* EXCERPT PROVIDED:

Would a more direct approach to change gender attitudes work, specifically targeting adolescents? Research in psychology suggests that there might be a window in the teenage years when adolescents are both curious about the opposite gender and open to changing their attitudes on social and economic roles of women vis-a-vis men. Another advantage of targeting adolescents is that gender-equal attitudes get baked in, possibly leading to more egalitarian behaviour through adulthood.



With this idea in mind, we collaborated with the Government of Haryana and Breakthrough India, a human rights NGO based in Delhi, to design and implement a curriculum on gender attitude change in secondary schools in four districts of the state (Sonepat, Panipat, Rohtak and Jhajjar, which in 2012 had some of the most skewed sex ratios in the state). A total of 150 schools were randomly selected for implementation, with 164 schools as a comparison set where only data was collected. The programme, called "Taaron ki Toli", was implemented with 7th, 8th and 9th graders and lasted two and a half years, and was led by NGO's own facilitators working within the schools. The sessions included discussions on social norms (for example, women should cook) and questioning them (why? Men cook in restaurants). The programme also included a strong communication skill component since teenagers need to negotiate their views with parents at home. Apart from discussions, participants wrote street plays on topics such as street harassment and played sports like kho-kho, with participation from both genders. The programme made both a human rights case and a pragmatic economic case for women empowerment. I wish I had a programme like this in my school days!

The programme resulted in big changes in gender attitudes right after the programme ended; these changes persisted for at least three years. Quantitatively, the programme had a 16% persuasion rate, meaning that participants changed 16% of their gender regressive views to equality-oriented ones. The attitude changes were similar for both girls and boys but with substantial differences in behavioural changes (such as interactions with the opposite gender, doing domestic chores for boys and going out to the market for girls). Compared to boys, girls reported about half the behavioural change, pointing to greater barriers girls face in translating their gender-equal attitudes into behaviour change.

* TASK TO CARRY OUT: Retype the passage on changing teenagers' gender attitudes word for word, from "The programme resulted" up to and including "into behaviour change.".

* Entries pointing to named objects:
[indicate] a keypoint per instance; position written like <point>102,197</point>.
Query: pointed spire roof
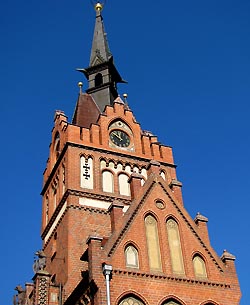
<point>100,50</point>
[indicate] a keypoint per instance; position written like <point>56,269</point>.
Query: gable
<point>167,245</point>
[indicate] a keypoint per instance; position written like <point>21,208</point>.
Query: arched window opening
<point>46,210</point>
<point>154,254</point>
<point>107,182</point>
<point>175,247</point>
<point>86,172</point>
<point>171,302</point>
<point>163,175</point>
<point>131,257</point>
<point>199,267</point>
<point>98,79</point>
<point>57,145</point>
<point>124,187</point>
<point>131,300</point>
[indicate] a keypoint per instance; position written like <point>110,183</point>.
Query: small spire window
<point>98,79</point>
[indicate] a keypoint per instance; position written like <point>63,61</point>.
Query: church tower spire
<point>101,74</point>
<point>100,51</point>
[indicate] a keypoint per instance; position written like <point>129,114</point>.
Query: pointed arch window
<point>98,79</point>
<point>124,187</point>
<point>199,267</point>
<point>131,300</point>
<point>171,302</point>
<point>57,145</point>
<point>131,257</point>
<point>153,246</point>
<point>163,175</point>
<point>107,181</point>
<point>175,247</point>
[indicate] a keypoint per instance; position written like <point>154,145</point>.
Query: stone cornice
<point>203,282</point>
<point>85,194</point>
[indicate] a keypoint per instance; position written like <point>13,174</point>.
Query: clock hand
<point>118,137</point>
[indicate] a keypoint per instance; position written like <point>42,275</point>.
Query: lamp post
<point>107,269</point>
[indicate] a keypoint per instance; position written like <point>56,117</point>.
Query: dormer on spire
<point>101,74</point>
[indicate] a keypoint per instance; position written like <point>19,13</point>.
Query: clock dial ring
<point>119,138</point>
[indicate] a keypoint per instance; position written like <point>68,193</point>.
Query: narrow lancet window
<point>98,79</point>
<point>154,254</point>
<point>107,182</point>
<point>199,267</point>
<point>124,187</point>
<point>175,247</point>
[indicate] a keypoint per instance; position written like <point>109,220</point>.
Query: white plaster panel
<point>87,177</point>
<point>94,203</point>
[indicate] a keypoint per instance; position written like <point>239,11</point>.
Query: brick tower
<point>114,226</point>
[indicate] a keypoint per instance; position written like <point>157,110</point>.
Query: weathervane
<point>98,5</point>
---
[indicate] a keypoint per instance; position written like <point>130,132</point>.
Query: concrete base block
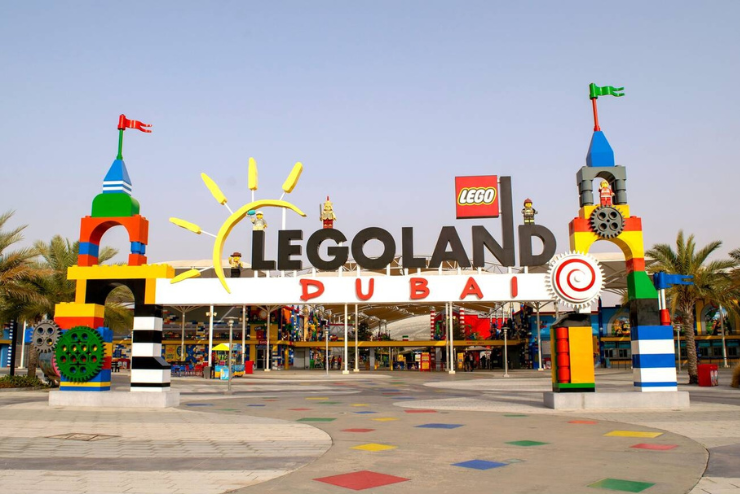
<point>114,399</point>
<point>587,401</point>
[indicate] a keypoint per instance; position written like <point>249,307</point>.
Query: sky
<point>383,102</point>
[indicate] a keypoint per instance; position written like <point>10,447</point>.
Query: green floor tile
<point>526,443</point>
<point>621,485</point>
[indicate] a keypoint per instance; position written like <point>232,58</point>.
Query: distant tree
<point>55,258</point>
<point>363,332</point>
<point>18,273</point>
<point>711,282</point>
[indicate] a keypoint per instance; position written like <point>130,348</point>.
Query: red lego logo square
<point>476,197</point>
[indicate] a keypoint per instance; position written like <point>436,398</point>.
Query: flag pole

* RESPONSE FOR THIS EXERCISE:
The programme resulted in big changes in gender attitudes right after the programme ended; these changes persisted for at least three years. Quantitatively, the programme had a 16% persuasion rate, meaning that participants changed 16% of their gender regressive views to equality-oriented ones. The attitude changes were similar for both girls and boys but with substantial differences in behavioural changes (such as interactions with the opposite gender, doing domestic chores for boys and going out to the market for girls). Compared to boys, girls reported about half the behavioural change, pointing to greater barriers girls face in translating their gender-equal attitudes into behaviour change.